_SOURCE DOCUMENT_:
------------

If you are in Anchorage and see a People Mover bus drive past, don’t be surprised if you recognize the young man in the photo on the back.
“Fun fact, my picture is on the back of a bus here in Anchorage for the athletic department,” Juneau-Douglas High School: Yadaa.at Kalé 2024 graduate Edgar Jesus Vera-Alvarado said. He is a freshman on the University of Alaska Anchorage cross-country and track and field teams. “One day I received a text from my coach saying, ‘We need to take some pictures of you.’ Later I found out that it was for a bus. Not really sure what criteria they had for putting someone on the bus.”
After returning from one of the team’s first outdoor meets, a friend showed him a photo of it, then while running in the team’s weight room that has windows facing the road Vera-Alvarado saw the bus drive past.
“I thought it was pretty funny just seeing myself drive by through the community,” he said.
Community is important. In running it helps keep the loneliness one can feel on long jaunts tethered, and on sprints it is vital in helping unleash an athlete’s dreams.
Vera-Alvarado found this early in life and it has grown as he has — one stride at a time, one bounding warmup after another, one powerful uphill and glissading sprint back down.
“I guess I’m a little bit shocked with my level of improvement,” Vera-Alvarado said. “I don’t think either me or my coach were expecting me to be at this level right now.”
Last week, Vera-Alvarado ran a 32:21.45 in the 10,000 meters for UAA in the Leopard Invitational at the University of Laverne in California. Runners from more than 75 colleges competed. The time was second fastest on the Seawolves, just behind the 31:05 of senior Zach Grams and ahead of the 33:25.86 of freshman Sam Roy. This season Vera-Alvarado improved his 5K personal record, or PR, to 15:19, nearly a minute faster than his JDHS PR of 16:17.
“My coach seems to think I’m a low-15 guy,” Vera-Alvarado said. “Being from training in Alaska inside of the dome and then going down to California and trying to do that on 70 degrees is kind of, you know, things have to be perfect in order to put down a good time.”
Vera finished his freshman outdoor cross-country season for the Seawolves in November with a 51st-place finish at the GNAC Championships in Bellingham, Washington — helping the team to a third-place finish out of 10 teams – and a 108th-place finish at the NCAA West Regionals in Billings, Montana, helping the Seawolves to a 10th-place team finish out of 22 teams.

------------

_DATASET SECTION_:
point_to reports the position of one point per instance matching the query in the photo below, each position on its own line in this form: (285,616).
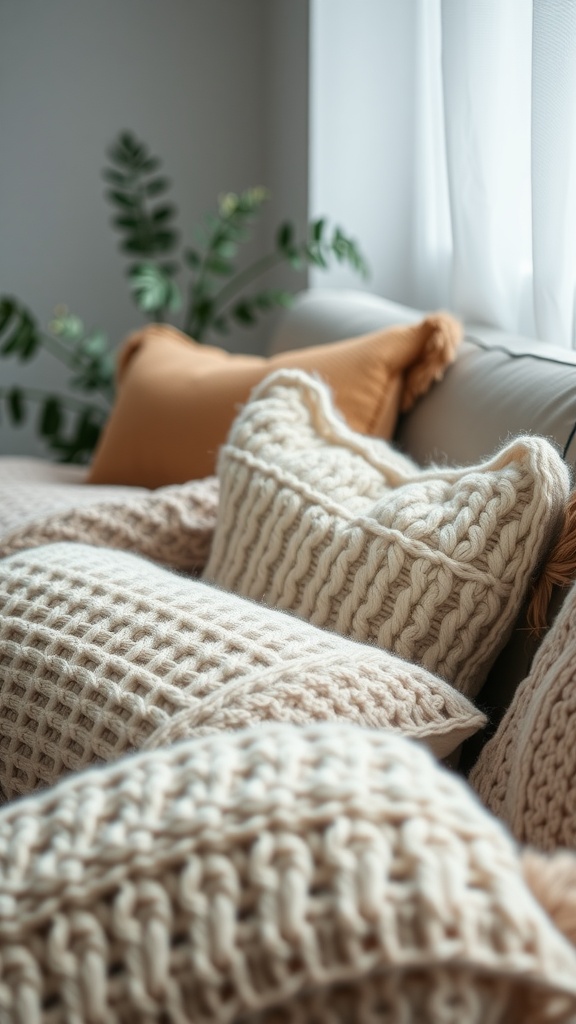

------------

_WHAT THE TASK ASKS_:
Can you carry the article about UAA runner Edgar Jesus Vera-Alvarado forward from its final paragraph, on his freshman cross-country season?

_OUTPUT OF THE TASK_:
Season races were 8Ks and regionals and nationals 10Ks.
“It’s funny because as a senior in high school you go thinking that you have experienced racing,” he said. “And then you hop in an 8K and it’s a whole different story.”
When track season started shortly after cross-country he trained as a 5K runner and four weeks ago for his 10K.
“I was training for 31:40 and it was just not there on race day,” Vera-Alvarado said. “But the fitness is there. It is just kind of hard putting it down when you’re learning how to race in a collegiate environment, I guess.”
The introduction to that environment came quickly.
On the first day of classes this year and practice, the team jogged three miles to a park, where they ran hard for 10 miles, and Vera-Alvarado had to sprint three miles back to campus for his first class.
Chas Davis, the UAA associate cross country head coach and assistant track and field coach, said in his mind, “Edgar is our unofficial freshman of the year.”
Davis and assistant coach Danielle Patterson knew Vera-Alvarado had potential when they recruited him.
“But to be honest, we didn’t know much more than that…about the same as we know about the rest of our recruited walk-ons,” Davis said. “But he quickly distinguished himself from day one as a guy who just had his stuff together. And that’s rare for an 18-year-old boy…no matter what level they’re at. Not only did he clearly take care of training business over the summer and winter — often the hardest transition for athletes from Alaska (who usually aren’t coming from a background where their summer and winter base training is more important than the in-season training — which needs to be the case at this level), but he just ‘got it.’ He understood how important consistent communication is, how important team camaraderie is, how important taking care of business in the classroom is. All without us having to tell him. Just taking care of all ‘the little stuff’ that makes a big difference in college. You usually don’t see this maturity until much later in college.”
The six-time Crimson Bears Region V champion in cross-country and track who twice placed in the top 10 at state entered UAA with personal bests of 16:17 in the 5K and 4:32 in the 1,600. He has eclipsed those marks.
“Mileage and intensity are all great factors, but the biggest thing to keep improving is consistency,” Vera-Alvarado said. “My coach said, ‘your freshman year you train to train and your later years you train to compete.’ We all get individual training plans depending on our speed and high school background.”
Vera-Alvarado came from a 30- to 40-mile-a-week background and is up to 65.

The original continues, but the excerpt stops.